(SUPPLIED INFORMATION begins)

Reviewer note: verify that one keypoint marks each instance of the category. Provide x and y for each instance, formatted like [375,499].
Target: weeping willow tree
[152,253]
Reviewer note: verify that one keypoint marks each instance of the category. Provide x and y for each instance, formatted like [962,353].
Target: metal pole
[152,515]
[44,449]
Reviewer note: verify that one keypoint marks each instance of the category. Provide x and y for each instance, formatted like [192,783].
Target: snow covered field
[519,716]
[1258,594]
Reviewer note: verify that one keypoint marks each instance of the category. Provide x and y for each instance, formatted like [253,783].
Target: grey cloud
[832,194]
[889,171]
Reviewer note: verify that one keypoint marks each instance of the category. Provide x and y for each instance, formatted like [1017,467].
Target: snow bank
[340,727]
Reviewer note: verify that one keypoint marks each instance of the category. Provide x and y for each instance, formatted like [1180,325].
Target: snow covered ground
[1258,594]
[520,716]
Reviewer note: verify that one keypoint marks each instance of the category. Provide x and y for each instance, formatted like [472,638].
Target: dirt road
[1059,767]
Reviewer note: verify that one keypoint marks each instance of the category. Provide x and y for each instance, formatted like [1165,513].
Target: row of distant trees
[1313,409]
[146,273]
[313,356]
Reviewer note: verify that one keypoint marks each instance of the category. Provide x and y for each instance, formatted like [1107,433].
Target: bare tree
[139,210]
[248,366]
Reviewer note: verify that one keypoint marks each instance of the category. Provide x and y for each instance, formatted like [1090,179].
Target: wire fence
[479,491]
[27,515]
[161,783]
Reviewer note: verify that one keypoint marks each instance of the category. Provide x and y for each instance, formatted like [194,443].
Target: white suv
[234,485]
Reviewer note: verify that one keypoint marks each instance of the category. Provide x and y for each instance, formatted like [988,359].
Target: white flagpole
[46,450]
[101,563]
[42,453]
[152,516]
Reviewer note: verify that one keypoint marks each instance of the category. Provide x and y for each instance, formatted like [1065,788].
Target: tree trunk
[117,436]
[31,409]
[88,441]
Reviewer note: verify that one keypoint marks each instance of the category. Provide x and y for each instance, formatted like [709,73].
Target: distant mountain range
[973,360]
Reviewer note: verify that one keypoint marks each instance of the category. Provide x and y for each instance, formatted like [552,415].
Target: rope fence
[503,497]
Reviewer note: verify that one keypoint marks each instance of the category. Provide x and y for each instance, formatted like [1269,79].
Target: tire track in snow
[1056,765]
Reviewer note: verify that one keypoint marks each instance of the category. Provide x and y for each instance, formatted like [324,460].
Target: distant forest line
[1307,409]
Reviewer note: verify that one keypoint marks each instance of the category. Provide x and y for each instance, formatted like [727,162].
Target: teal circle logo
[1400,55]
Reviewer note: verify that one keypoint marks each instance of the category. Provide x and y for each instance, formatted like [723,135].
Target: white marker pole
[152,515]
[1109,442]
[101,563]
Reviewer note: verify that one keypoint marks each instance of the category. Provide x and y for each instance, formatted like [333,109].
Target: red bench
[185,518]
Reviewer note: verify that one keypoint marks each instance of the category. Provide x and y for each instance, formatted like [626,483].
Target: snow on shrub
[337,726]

(SUPPLIED INFORMATION ends)

An exact copy of the lines above, from the one containing "Target: snow covered field" down to the one containing "formatted like [988,359]." and including both, is the whole answer; retype it and nothing else.

EXERCISE RESULT:
Target: snow covered field
[519,716]
[1258,594]
Reviewer note: verify that one keypoint marks each instance of the category. Provide x and y for each instance, formatted like [253,783].
Target: grey cloud
[832,194]
[889,171]
Reviewer note: verify that one keypoint marks each instance of the category. Provide x and y for each instance, formatted like [1017,467].
Target: snow bank
[340,727]
Reviewer note: verify that one keypoint marks each instance of the category. Provide x and y for each instance, formatted like [1180,325].
Target: snow covered ground
[1258,594]
[520,716]
Reviewer note: verify that one keypoint marks each instance of the category. Provide x and y for each instance, formatted like [472,638].
Target: dirt road
[1059,767]
Reviewer note: verify that one keypoint marks each instance of the category. Provide x and y for each instance, formatted like [1165,513].
Target: row of distant trees
[1313,409]
[146,273]
[313,356]
Reviewer note: verify that one keypoint marks each instance of the category. Provide x and y for each instance, formatted like [1107,433].
Target: bare tree
[139,210]
[248,366]
Reviewer note: verify that one keypoint marks each instance of the category. Provide x and y for each instance, formatted like [1090,179].
Target: wire fence
[479,491]
[27,515]
[161,783]
Reviewer note: verify that one keypoint marks each instance of the category. Provide x and y for each instance, formatted like [194,443].
Target: white suv
[234,485]
Reviewer note: verify that one keypoint marks each instance of the category. Provide x and y for each instance, formatted like [988,359].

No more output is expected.